WHAT YOU WILL DO: Reproduce word for word the lines of the listing below, from the line containing "Where can you see the braided" through the last line of the listing, including both.

Excerpts from a location annotation dataset:
·····

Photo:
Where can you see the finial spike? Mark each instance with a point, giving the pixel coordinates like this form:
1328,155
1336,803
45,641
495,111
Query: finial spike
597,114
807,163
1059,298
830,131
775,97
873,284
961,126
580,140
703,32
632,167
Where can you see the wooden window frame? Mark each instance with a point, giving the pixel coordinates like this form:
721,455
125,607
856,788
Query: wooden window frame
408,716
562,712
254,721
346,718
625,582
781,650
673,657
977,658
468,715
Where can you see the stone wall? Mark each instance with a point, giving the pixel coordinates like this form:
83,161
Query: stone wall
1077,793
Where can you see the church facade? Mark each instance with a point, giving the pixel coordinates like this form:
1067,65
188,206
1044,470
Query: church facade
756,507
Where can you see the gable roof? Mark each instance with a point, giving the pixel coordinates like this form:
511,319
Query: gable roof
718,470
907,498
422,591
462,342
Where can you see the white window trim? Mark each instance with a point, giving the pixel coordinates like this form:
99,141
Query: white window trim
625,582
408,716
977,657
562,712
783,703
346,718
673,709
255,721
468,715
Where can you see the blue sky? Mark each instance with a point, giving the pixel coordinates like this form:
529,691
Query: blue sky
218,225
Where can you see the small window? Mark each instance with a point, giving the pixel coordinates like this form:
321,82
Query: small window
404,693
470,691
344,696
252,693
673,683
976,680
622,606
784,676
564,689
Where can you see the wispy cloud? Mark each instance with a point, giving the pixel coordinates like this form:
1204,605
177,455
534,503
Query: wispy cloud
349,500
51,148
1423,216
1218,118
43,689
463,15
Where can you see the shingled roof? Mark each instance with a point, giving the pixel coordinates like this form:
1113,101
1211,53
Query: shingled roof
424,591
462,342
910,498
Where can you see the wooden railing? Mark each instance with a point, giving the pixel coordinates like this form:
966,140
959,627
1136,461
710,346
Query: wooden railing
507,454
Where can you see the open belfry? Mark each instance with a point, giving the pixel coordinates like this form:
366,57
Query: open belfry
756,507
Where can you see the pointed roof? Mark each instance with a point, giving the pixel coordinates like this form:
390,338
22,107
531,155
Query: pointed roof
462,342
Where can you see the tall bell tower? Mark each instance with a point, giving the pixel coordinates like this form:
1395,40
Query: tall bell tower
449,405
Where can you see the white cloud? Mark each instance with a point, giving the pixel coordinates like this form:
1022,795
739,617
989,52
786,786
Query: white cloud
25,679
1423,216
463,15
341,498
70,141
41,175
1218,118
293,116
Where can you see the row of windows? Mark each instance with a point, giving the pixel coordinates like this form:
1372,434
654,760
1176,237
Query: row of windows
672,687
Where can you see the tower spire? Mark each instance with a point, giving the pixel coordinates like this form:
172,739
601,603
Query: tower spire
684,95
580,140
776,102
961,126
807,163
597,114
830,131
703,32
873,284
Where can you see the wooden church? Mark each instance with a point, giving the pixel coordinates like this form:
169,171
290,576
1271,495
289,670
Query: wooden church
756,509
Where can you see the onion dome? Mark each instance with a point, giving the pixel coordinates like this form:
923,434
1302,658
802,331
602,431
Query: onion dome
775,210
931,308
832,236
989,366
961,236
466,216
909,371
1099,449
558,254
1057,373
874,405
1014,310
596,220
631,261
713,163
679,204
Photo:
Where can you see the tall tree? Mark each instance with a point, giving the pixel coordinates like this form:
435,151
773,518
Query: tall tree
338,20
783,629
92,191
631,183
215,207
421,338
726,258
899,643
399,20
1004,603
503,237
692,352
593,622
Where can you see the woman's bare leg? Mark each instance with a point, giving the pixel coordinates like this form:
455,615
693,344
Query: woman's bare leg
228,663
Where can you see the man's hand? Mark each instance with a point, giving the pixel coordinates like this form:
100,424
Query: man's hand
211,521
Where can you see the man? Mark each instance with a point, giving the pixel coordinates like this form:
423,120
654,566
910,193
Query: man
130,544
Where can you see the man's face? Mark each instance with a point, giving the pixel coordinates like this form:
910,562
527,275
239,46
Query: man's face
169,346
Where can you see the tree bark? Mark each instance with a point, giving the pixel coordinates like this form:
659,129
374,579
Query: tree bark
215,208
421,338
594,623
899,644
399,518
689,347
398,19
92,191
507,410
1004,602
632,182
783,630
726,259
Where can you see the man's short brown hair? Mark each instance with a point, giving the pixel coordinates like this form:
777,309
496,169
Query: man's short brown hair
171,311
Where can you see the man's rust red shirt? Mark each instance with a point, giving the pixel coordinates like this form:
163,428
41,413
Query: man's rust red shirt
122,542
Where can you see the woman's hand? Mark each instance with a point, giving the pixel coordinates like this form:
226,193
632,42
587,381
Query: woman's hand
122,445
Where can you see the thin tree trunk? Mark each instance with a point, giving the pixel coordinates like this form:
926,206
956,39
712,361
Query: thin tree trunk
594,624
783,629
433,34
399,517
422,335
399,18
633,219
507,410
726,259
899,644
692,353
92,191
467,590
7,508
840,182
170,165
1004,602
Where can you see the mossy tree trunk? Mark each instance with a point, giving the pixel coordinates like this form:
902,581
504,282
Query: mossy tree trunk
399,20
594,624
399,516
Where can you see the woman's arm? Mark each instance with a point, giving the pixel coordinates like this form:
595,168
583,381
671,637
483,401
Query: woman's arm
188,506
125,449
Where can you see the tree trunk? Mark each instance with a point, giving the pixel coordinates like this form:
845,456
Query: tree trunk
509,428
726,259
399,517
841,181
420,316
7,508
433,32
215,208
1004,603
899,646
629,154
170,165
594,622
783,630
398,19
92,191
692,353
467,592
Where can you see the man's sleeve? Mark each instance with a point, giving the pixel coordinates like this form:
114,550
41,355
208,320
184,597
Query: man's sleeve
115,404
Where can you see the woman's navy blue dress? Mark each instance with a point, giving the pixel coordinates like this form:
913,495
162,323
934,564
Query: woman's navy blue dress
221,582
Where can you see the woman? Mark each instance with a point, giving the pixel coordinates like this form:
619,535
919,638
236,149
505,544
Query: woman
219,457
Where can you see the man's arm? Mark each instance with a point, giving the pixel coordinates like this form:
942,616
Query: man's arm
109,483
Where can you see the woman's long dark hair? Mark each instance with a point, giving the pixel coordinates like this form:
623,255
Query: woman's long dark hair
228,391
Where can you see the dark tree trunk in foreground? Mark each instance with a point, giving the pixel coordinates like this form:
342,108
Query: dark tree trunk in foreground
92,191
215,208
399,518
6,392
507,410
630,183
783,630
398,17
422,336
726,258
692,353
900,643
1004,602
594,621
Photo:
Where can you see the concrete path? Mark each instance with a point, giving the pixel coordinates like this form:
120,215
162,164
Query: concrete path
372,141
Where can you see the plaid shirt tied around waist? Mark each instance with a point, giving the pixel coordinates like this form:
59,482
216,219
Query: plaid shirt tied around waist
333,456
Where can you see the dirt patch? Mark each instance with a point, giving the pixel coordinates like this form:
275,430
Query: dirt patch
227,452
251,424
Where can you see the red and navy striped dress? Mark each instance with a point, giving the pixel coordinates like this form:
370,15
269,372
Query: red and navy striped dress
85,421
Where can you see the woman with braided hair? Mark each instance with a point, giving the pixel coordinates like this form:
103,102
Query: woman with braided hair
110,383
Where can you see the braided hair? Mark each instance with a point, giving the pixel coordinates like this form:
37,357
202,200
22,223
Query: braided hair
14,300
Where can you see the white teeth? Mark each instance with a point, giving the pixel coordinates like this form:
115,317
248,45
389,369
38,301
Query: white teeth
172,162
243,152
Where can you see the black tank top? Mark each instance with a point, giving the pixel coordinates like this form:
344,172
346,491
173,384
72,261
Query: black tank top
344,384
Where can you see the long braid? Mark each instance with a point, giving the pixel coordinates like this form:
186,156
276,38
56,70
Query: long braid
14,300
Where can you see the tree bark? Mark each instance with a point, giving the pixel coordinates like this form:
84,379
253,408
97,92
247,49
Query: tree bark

·····

IN RESPONSE:
Where can you see the braided hair? Mark each instance with a point, giving the pixel coordinates like this form:
37,357
202,200
22,223
Query: braided hair
14,300
Where can you see the white teeth? Mark each instance with a point, giving the pixel coordinates like this form:
115,317
248,45
389,369
38,301
Query: white teeth
172,162
243,152
Where can you see the black tank top? Mark each instance with a point, giving the pixel coordinates like this form:
344,172
346,491
173,384
72,261
Query: black tank top
344,384
Where can you see the long braid? Mark each instance with a point, giving the pixel coordinates like this form:
186,156
276,38
56,70
Query: long braid
14,300
Where can you see the tree bark? Mark each instance with a point, giving the pixel coordinates like this form:
84,379
253,408
97,92
247,49
Query: tree bark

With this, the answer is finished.